[PASSAGE start]

Next Steps for Housing Advocates
In the wake of SB50’s shelving, housing advocates who put so much time into the CASA Compact process and SB50 cannot walk away. That would mean accepting the untenable housing status quo. So what are potential next steps?
California’s SB50, like 2018’s SB827, recognized that cities have not produced enough housing and that state intervention is required. But now that the state’s legislative leadership has twice rebuffed this approach, we need to assess whether the coalition that boosted SB50 can win in cities.
Since I just wrote a book on how progressive cities can expand housing options for the working and middle-class (Generation Priced Out: Who Gets to Live in the New Urban America) it’s not surprising that I think local success can be had.
Not in Palo Alto. Or Beverly Hills. Or in Orinda and other upscale cities that take pride in exclusionary single-family zoning. But potentially in San Francisco, Berkeley, Oakland, San Jose and other cities across the state.
The goal should be placing land use measures on the November 2020 ballot.
Two questions surround such plans:
- Will the initiatives maintain SB50’s broad rezoning of transit corridors or be more limited?
- Who will fund these local initiatives?
Who Will Fund the Campaigns?

[PASSAGE end]
[STORED ROWS start]

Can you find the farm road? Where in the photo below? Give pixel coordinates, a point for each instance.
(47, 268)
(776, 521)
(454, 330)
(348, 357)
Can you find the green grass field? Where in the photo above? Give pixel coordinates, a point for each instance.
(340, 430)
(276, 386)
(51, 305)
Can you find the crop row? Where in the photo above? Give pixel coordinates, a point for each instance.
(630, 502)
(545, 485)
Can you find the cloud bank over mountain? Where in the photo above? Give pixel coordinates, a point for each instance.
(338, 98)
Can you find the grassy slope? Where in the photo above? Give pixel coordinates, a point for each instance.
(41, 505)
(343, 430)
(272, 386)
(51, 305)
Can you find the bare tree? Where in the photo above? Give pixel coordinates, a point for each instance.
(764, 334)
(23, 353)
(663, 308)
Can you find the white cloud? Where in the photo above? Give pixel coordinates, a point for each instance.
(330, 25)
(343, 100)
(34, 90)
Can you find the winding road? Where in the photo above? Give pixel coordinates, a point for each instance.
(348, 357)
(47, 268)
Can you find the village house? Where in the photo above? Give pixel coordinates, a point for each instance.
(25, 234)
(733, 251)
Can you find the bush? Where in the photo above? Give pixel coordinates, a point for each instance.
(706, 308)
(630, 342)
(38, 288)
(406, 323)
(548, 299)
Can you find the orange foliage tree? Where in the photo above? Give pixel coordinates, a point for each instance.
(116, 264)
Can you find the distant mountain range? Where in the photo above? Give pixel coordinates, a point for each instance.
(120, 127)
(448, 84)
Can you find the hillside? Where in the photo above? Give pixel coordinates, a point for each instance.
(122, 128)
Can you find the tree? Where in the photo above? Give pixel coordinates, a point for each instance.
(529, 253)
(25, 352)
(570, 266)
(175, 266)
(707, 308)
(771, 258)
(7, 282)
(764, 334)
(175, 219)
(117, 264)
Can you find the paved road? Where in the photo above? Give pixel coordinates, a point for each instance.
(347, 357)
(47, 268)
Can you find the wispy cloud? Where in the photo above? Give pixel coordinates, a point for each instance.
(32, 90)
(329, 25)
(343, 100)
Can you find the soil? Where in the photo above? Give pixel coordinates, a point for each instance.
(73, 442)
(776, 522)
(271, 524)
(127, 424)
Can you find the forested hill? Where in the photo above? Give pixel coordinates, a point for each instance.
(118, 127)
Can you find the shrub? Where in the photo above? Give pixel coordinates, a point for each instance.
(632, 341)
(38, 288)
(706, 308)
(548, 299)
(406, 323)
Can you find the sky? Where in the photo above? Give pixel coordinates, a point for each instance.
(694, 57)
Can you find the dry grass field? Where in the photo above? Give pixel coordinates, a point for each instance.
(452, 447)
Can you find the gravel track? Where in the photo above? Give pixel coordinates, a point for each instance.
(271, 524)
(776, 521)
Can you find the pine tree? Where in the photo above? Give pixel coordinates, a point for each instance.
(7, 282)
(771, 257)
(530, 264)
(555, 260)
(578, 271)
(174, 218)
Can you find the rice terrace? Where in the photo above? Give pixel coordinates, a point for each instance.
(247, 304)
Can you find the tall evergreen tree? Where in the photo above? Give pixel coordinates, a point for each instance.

[STORED ROWS end]

:: EXERCISE SET ::
• a. Copy the passage of the SB50 article between "Since I just" and "Fund the Campaigns?", inclusive.
• b. Answer these questions from the SB50 article:
(i) Which 2018 bill does the article pair with SB50?
(ii) What is the title of the book the author wrote?
(iii) Which ballot does the article set as the goal for land use measures?
• c. Go on with the SB50 article from the point where it stops.

:: RESULTS FOR THE EXERCISE ::
• a.
Since I just wrote a book on how progressive cities can expand housing options for the working and middle-class (Generation Priced Out: Who Gets to Live in the New Urban America) it’s not surprising that I think local success can be had.
Not in Palo Alto. Or Beverly Hills. Or in Orinda and other upscale cities that take pride in exclusionary single-family zoning. But potentially in San Francisco, Berkeley, Oakland, San Jose and other cities across the state.
The goal should be placing land use measures on the November 2020 ballot.
Two questions surround such plans:
- Will the initiatives maintain SB50’s broad rezoning of transit corridors or be more limited?
- Who will fund these local initiatives?
Who Will Fund the Campaigns?

• b.
(i) SB827
(ii) Generation Priced Out: Who Gets to Live in the New Urban America
(iii) The November 2020 ballot

• c.
I see funding as the primary hurdle. It won’t take a lot of money to qualify an initiative and run a fall campaign. But raising funds during national, state and local election cycles is difficult. Groups have a lot of other electoral priorities and most individual donors prefer giving to candidates. Getting funding for a rezoning initiative would require groups connected to the CASA Compact process stepping up to the plate.
Are there people or groups with resources who see rezoning single family home neighborhoods for fourplexes and/or upzoning transit corridors as so important that they will invest funds to make it happen? I encourage readers to start thinking of those who fit this requirement.
I argue in The Activist’s Handbook against launching initiative campaigns without knowing the funding will be there. It would be a huge mistake to start gathering signatures on a local upzoning measure without having the funds committed for qualifying it and running a winning campaign.
What Will the Initiatives Address?
I believe San Francisco and Berkeley voters would back an initiative opening up all neighborhoods to fourplexes, triplexes and “missing middle” housing. But is it worth the time and money to promote a measure limited to this?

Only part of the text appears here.